— TRY IT —
A word-for-word copy of the entries is the only acceptable reply.

— AVAILABLE RECORDS —
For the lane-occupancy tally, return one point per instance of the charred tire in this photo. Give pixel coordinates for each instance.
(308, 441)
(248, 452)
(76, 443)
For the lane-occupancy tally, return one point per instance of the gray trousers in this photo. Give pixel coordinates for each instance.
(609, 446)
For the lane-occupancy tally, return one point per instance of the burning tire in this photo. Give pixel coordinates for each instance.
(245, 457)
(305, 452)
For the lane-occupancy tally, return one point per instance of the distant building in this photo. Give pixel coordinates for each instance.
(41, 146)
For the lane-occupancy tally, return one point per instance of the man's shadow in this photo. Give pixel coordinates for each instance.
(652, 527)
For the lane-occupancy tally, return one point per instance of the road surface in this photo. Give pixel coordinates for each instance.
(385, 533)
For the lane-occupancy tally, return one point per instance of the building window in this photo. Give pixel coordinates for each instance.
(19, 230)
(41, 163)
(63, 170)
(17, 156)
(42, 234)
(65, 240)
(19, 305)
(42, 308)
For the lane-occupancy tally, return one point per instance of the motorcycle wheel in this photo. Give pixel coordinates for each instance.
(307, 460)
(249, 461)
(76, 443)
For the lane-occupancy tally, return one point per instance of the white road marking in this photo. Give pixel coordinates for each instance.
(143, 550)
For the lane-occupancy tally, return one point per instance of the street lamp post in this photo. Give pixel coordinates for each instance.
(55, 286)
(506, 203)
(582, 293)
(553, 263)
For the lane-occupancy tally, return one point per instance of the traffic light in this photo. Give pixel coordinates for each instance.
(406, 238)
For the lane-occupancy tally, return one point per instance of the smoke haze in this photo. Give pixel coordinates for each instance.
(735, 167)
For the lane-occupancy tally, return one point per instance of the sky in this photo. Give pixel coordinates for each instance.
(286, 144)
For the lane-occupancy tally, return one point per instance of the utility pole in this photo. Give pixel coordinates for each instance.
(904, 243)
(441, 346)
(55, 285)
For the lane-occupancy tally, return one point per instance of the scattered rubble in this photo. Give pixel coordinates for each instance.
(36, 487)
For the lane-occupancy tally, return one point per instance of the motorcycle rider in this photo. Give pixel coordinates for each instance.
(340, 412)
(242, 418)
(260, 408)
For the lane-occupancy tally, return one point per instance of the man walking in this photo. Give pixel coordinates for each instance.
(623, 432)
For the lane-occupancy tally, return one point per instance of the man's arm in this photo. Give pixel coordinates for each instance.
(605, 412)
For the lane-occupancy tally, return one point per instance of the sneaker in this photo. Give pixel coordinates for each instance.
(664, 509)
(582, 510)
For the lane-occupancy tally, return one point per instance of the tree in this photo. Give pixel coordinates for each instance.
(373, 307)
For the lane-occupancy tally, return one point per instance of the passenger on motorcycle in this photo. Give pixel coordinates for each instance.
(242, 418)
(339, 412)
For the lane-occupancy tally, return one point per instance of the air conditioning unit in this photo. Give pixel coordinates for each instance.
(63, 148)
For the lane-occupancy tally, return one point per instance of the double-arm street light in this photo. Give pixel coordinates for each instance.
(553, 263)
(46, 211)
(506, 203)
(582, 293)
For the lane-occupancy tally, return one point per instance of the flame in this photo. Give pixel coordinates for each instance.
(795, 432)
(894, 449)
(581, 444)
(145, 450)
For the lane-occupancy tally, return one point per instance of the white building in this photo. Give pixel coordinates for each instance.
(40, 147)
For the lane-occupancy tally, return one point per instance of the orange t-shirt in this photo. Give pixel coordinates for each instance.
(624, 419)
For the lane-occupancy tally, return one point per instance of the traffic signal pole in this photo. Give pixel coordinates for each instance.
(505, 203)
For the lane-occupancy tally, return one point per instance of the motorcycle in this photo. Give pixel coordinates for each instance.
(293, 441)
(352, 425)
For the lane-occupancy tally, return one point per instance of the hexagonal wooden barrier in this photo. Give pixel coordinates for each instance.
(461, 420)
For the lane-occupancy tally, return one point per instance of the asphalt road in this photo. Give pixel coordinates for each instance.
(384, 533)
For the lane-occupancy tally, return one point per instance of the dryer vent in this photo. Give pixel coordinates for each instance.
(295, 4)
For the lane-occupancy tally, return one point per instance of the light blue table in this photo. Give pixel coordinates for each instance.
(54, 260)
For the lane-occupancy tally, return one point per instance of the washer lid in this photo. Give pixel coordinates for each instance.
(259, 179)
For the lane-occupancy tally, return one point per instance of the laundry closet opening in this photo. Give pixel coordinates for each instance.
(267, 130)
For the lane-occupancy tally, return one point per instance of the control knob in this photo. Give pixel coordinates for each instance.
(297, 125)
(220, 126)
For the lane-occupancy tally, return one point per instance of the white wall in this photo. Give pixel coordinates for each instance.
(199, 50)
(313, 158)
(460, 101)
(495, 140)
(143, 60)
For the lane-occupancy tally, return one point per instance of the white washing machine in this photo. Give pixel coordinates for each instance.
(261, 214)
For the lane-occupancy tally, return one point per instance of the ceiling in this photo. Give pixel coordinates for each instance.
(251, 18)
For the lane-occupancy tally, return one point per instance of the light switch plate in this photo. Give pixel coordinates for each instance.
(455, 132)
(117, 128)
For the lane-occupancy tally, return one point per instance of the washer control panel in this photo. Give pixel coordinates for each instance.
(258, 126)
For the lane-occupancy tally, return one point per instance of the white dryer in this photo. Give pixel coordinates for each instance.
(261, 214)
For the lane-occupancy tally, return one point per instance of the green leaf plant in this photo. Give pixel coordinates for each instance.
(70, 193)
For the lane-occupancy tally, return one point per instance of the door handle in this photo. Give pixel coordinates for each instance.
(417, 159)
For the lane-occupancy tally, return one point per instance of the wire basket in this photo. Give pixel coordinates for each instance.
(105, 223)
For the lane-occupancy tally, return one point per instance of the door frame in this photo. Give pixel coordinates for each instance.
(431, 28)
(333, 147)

— TASK ANSWER —
For the lane-occupancy tally, return one point per instance of the charred tire in this photo. Give pixel coordinates for each instance.
(308, 441)
(248, 452)
(76, 443)
For the lane-occupancy tally, return one point per instance of the gray trousers in this photo. Give pixel coordinates for each instance.
(609, 446)
For the lane-occupancy tally, return one point per instance of the burning tire in this photo. Give pixel coordinates for each instance.
(245, 457)
(305, 452)
For the lane-occupancy tally, return one point per instance of the distant building in this photo. Give pixel coordinates for each instance.
(41, 146)
For the lane-occupancy tally, return one point per instance of the man's shadow in this photo. Give pixel coordinates for each instance.
(652, 527)
For the lane-occupancy tally, return one point per instance of the road surface in this photo. Give pixel coordinates for each instance.
(385, 533)
For the lane-occupancy tally, return one point per instance of the building window in this photo. Give pixel coordinates for each instance.
(19, 230)
(41, 163)
(63, 170)
(17, 156)
(42, 234)
(65, 240)
(19, 305)
(42, 308)
For the lane-occupancy tally, return one point per instance of the motorcycle wheel in this photo. Give pixel coordinates for each instance.
(307, 460)
(249, 461)
(76, 443)
For the lane-occupancy tally, return one point per instance of the white road marking in this photo. Give pixel coordinates for each instance.
(143, 550)
For the lane-occupancy tally, return one point per instance of the street lamp post in this photo. Give pixel coordinates for each instance.
(55, 286)
(506, 203)
(582, 293)
(553, 263)
For the lane-occupancy tally, return one point per instance of the traffic light in this photo. Give pixel coordinates for each instance.
(406, 238)
For the lane-occupancy tally, return one point per instance of the smoke haze in this photo. Give pixel coordinates for each instance.
(735, 167)
For the lane-occupancy tally, return one point per instance of the sky in this photo. Give pixel coordinates for each instance.
(286, 144)
For the lane-occupancy tally, return one point per instance of the utility pole in this photo. Give pixel coordinates for each instance.
(904, 243)
(441, 346)
(55, 285)
For the lane-occupancy tally, return one point per instance of the scattered rubble in this photo. Give pixel coordinates for each instance.
(36, 487)
For the lane-occupancy tally, return one point per instance of the motorcycle rider in this photo. Give pixel coordinates for each instance.
(340, 412)
(242, 418)
(260, 408)
For the lane-occupancy tally, return one point per instance of the man walking in this photo. Give pixel coordinates for each instance.
(623, 432)
For the lane-occupancy tally, return one point per instance of the man's arm in this photo. Give pixel coordinates for each instance.
(605, 412)
For the lane-occupancy tally, return one point per instance of the sneaker in this photo. Give pixel coordinates for each instance.
(664, 509)
(582, 510)
For the lane-occupancy tally, return one point per instance of the tree in this photo. Give pixel coordinates for each instance.
(373, 307)
For the lane-occupancy tally, return one point per instance of the passenger on motorcycle in this photo. Give pixel coordinates for each instance.
(242, 418)
(339, 412)
For the lane-occupancy tally, return one point per instance of the air conditioning unit in this photo. Give pixel coordinates for each instance.
(63, 148)
For the lane-occupancy tally, return one point per instance of the double-arm street light in this photo. Give pixel coordinates for each instance.
(553, 263)
(46, 211)
(506, 203)
(582, 293)
For the lane-occupancy tally, return one point per instance of the flame in this photo. Give pixel coordinates for each instance.
(795, 432)
(894, 449)
(581, 444)
(145, 450)
For the lane-occupancy tally, return one point per instance of the white building in this photo. Give pixel coordinates for each instance.
(40, 147)
For the lane-occupancy tally, return one point per instance of the orange t-shirt in this photo. Give pixel coordinates for each instance.
(624, 419)
For the lane-occupancy tally, return one point per instance of the traffic signal pole in this photo. Give pixel coordinates for each instance.
(505, 203)
For the lane-occupancy tally, return one point per instance of the motorcycle in this photo. Give pixel coordinates for each instance.
(293, 441)
(352, 425)
For the lane-occupancy tally, return one point per instance of the hexagonal wooden barrier in this photo. Give pixel coordinates for each instance.
(461, 420)
For the lane-occupancy tally, return one point per instance of the asphalt road in this photo. Give pixel coordinates for each instance.
(384, 533)
For the lane-occupancy tally, return one point per instance of the dryer vent in this photo. Give pixel coordinates for each instance.
(295, 4)
For the lane-occupancy tally, return one point per instance of the light blue table in this photo. Give pixel coordinates for each instance.
(54, 260)
For the lane-occupancy tally, return one point per instance of the washer lid in this photo. Give pixel coordinates for each instance.
(259, 179)
For the lane-occupancy tally, return one point per instance of the laundry closet opening in this photo. Give pixel coordinates for each instance.
(267, 130)
For the lane-occupancy tally, return one point per instance of the control knob in this photo. Give pixel coordinates for each instance.
(297, 125)
(220, 126)
For the lane-occupancy tally, return one point per instance of the white wall in this photo. Give pixel coordinates for each instance.
(199, 50)
(313, 158)
(460, 101)
(495, 140)
(143, 60)
For the lane-occupancy tally, return one point per instance of the white washing machine in this photo. Give pixel coordinates for each instance.
(261, 214)
For the lane-occupancy tally, return one point per instance of the ceiling in this photo. Give pixel coordinates for each instance.
(251, 18)
For the lane-occupancy tally, return one point per instance of the light switch plate in this photo. Give pixel coordinates for each instance.
(455, 132)
(117, 128)
For the lane-occupancy tally, return one point per instance of the washer control panel in this photo. Give pixel coordinates for each instance.
(258, 126)
For the lane-occupancy tally, return one point per instance of the white dryer in this photo. Give pixel coordinates for each instance.
(261, 214)
For the lane-occupancy tally, return one point per instance of the green leaf plant in this photo. Give pixel coordinates for each instance.
(70, 193)
For the lane-occupancy tally, return one point per instance of the door handle in this photo. Give pixel coordinates for each instance.
(417, 159)
For the lane-occupancy tally, return one point per instance of the wire basket in this photo. Give pixel coordinates for each instance.
(105, 223)
For the lane-occupancy tally, return one point per instance of the door frame in this photo. Give pixel coordinates for each instance.
(431, 28)
(333, 147)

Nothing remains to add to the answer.